Exercise brief>
Please write the next part of the essay "The Book," on Musset's Lorenzaccio and Mallarmé's notes, picking up after its final sentence. The essay comes first below, ahead of the stored data entries.

The Book

So, at first Lorenzaccio by Alfred de Musset (1834), an armchair drama piece in 5 acts, first thought unproduceable until it was reduced to three acts and starred Sarah Bernhardt, this monster of the turn of the 20th century. Also a first hybrid text maybe due to his rather novelistic structure and diction and because it was not really meant to be produced by read on the page (hence the term  'théâtre de fauteuil' or 'armchair drama').

Then there is Mallarmé. Not the Mallarmé of Un coup de dé, but still the one interested in the scoring of silence and in the theatricality of the page and of the word. Thinking of his Notes en vue du 'Livre', a posthumous work and how radical and promising it seems today. Even more radical in terms of topography than many experimental poets writing today. Carol Mirakove in her book Mediated comes probably close. Claude Royet-Journoud and Anne-Marie Albiach, the two poets whose heritage is most closely linked to Mallarmé seem quaint in comparison to those notes.

Stored data entries>
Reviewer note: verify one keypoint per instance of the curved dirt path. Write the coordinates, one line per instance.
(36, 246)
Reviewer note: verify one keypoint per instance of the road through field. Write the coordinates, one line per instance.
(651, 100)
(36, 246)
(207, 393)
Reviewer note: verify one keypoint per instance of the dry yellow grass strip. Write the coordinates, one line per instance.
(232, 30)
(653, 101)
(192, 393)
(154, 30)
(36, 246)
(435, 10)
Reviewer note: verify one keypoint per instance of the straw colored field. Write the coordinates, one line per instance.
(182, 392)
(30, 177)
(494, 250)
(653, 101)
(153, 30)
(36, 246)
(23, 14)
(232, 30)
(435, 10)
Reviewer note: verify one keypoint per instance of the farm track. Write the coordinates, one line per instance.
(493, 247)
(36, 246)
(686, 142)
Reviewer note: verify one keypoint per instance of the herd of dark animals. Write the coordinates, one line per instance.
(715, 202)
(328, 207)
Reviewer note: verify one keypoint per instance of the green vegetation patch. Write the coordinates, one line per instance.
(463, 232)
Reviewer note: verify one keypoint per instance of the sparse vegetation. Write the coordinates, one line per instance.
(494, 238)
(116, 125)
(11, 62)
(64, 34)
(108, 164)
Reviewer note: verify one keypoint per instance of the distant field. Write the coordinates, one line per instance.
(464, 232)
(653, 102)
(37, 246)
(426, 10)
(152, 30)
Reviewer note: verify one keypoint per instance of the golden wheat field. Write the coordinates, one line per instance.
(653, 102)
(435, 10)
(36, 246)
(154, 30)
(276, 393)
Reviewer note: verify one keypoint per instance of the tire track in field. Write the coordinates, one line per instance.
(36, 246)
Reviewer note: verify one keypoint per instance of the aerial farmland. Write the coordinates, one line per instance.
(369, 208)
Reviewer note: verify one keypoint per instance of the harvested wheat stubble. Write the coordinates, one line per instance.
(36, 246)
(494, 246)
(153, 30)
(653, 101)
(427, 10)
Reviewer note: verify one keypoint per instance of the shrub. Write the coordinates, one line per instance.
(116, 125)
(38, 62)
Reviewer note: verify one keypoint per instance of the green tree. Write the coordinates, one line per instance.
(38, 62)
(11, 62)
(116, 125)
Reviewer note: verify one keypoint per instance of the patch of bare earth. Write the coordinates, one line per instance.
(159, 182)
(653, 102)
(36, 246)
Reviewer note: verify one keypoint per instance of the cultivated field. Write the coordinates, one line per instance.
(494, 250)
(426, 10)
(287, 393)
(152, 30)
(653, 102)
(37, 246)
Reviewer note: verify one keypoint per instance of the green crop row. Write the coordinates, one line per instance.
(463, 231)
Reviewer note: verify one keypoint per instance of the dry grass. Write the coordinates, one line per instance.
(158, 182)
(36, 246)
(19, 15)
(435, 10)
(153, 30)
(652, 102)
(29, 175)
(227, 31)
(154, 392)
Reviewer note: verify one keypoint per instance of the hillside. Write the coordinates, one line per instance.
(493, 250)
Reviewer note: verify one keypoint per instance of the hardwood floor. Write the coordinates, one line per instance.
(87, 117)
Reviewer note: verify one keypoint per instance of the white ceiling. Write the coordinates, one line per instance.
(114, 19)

Exercise response>
Mallarmé probably saw the Sarah Bernhardt production of Lorenzaccio, although he has written about it (in Divagations). But we can wonder if he thought about the book failing once it was 'mis en scène'.

Also, recently, a construction by Arakawa + Gins had been criticized for its unpracticality. Said the critic: “Theoretical follies, one of the plagues of contemporary architecture, have their place, and it’s on paper.” Here too there is something quite fascinating. A structure that can only exist on the page. Sure, Arakawa + Gins as well as Bernard Tschumi probably have thousands of projects that have never been built. Or rather than have yet to be built. Can we write of a structure that can never be built? And even so, by putting it into paper, are we building it? Fixating it?